§ READING PASSAGE:
Yoga for Beginners
Yoga for beginners Yoga can be intimidating for anyone still trying to figure out the downward dog from the tree pose! But if you are open to it, yoga offers more than just aerobic exercise. It offers a way of centering yourself. It is a method of grounding yourself and a way of being in the world that helps balances body, mind and soul.
12/17/2011 | 02:53 AM
Yoga for beginners: Purifying Mind, Body and Soul
Yoga is an ancient system for health of mind and body developed over the centuries by the Sages of India. Yoga practice has been around for over 5,000 years. It started as a spiritual meditative practice in Hinduism, Jainism and Buddhism. The goal of yoga, or of the person practicing yoga, is the attainment of a state of perfect spiritual insight and tranquility. It acts as a means of self-purification to achieve oneness with the supreme creator. Fortunately, this technique in its simplified form can easily be incorporated into our busy schedules to benefit mind and body. The goal of yoga is to calm the mind so that our soul expresses itself.
What to expect at a Yoga class
Baggy T-shirts are fine for guys, but women may consider choosing tighter fitting tops so that when you are in an inversion (like Shoulder Stand), the top stays in place (and covers what you want it covering!). Yoga can be done in shorts, leggings or sweats. But many choose leggings, quick-dry Capri or full-length fitted pants as these help your instructor check your alignment.
If you are new to yoga you may want to buy yourself a yoga mat. Alternatively, most studios have mats that you can borrow or rent. Most studios provide basic props, such as blocks, which are used to help with alignment, and straps, which can help if you are new to yoga. You also want to bring some water and a towel.
Yoga tips & etiquette
- Get there early: Arrive at least 10 minutes before yoga class to get a spot where you feel most comfortable.
- After you arrive: Take off your shoes and socks before you walk into the room; you can ask where to place them or just watch what everyone else is doing.
- Communicate: Before class starts, introduce yourself to the instructor. Tell the instructor whether you have any injury, especially a recent one, so he or she can give you modifications.
- Breathe: It's common for new students to hold their breath during yoga poses they find challenging. Breathing deeply can help you relax.
- Practice your basic poses at home: If you practice some of the basic poses at home, such as Downward-Facing Dog, Upward-Facing Dog, Warrior 1 and Warrior 2, which are part of any yoga for beginners class, you will feel more comfortable.
- Don't leave in the middle of Corpse pose: Most yoga classes end with the Corpse pose, also called Savasana (pronounced sha-vass-ah-nah). With this pose, you lie flat on your back, close your eyes and relax. This is a time for the whole class to relax and enter a state of peaceful calm. For this reason, please do not walk out of a class during Corpse pose. If you have to leave, do it before.
- Namaste: Don't be scared off when your instructor bows her head as if in prayer, clasps her hands together in front of her heart and says, "Namaste" (pronounced nah-mas-tay). You'll notice the class says it back as well. This Sanskrit word means "I honor you" and is normally said at the end of class.
Beginner-friendly yoga moves
Standing Forward Stretch (Uttanasana)

§ PROBLEM DETAILS:
Can you return everything from "- After you" down to "feel more comfortable." in the yoga guide above, copied word for word?

§ DATASET EXTRACT:
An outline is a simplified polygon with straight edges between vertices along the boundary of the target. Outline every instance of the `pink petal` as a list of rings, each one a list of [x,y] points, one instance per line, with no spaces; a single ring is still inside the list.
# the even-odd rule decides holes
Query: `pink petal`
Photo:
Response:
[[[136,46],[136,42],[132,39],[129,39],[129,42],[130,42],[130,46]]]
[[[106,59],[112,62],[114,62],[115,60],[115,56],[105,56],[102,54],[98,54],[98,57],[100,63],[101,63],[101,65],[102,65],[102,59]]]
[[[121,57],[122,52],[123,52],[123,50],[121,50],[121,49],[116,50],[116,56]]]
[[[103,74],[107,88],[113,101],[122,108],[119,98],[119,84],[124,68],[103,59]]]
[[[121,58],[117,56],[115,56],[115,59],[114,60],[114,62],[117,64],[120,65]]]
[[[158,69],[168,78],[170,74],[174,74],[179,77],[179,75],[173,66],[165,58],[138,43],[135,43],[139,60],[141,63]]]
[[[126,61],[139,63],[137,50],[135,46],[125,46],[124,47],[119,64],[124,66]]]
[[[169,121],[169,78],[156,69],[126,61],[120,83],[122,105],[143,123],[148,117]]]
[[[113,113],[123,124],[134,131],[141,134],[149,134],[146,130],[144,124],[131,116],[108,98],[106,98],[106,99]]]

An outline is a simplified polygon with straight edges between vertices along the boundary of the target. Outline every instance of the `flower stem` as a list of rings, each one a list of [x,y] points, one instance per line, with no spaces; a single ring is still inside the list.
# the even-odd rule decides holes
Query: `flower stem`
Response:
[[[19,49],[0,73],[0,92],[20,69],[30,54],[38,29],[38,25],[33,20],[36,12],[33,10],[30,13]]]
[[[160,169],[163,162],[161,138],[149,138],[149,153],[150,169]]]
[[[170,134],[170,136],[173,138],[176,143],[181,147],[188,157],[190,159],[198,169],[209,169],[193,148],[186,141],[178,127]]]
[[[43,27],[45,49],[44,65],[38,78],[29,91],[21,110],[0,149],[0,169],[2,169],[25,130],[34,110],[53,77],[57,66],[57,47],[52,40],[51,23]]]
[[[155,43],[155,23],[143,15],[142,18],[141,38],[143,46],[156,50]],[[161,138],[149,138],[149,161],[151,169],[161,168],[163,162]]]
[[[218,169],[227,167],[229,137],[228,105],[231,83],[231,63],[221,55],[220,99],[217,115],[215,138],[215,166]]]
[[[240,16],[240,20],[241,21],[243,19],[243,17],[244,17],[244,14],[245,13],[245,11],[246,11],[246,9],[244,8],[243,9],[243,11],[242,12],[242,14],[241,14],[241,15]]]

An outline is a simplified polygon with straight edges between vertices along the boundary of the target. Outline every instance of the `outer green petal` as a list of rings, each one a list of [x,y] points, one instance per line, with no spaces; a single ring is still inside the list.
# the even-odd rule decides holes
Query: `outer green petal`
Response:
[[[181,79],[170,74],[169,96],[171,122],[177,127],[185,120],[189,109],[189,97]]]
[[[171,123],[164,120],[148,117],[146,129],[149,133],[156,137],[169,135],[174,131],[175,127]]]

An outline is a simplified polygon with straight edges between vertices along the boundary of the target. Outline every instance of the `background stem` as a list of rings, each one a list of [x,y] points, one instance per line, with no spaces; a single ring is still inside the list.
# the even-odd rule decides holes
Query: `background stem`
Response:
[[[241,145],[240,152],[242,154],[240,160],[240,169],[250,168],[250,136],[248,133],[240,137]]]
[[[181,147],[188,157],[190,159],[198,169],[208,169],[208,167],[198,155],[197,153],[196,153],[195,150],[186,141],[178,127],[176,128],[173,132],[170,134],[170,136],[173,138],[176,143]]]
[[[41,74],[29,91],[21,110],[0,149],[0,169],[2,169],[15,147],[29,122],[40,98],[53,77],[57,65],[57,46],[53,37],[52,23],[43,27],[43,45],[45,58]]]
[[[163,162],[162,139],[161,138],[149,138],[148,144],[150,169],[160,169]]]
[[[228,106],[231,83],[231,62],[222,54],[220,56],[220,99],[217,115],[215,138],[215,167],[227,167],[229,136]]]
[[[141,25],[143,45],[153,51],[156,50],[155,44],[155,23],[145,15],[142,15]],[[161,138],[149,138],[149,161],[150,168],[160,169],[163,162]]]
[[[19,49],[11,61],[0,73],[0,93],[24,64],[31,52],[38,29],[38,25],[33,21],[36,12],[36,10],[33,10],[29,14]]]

§ ANSWER TO THIS EXERCISE:
- After you arrive: Take off your shoes and socks before you walk into the room; you can ask where to place them or just watch what everyone else is doing.
- Communicate: Before class starts, introduce yourself to the instructor. Tell the instructor whether you have any injury, especially a recent one, so he or she can give you modifications.
- Breathe: It's common for new students to hold their breath during yoga poses they find challenging. Breathing deeply can help you relax.
- Practice your basic poses at home: If you practice some of the basic poses at home, such as Downward-Facing Dog, Upward-Facing Dog, Warrior 1 and Warrior 2, which are part of any yoga for beginners class, you will feel more comfortable.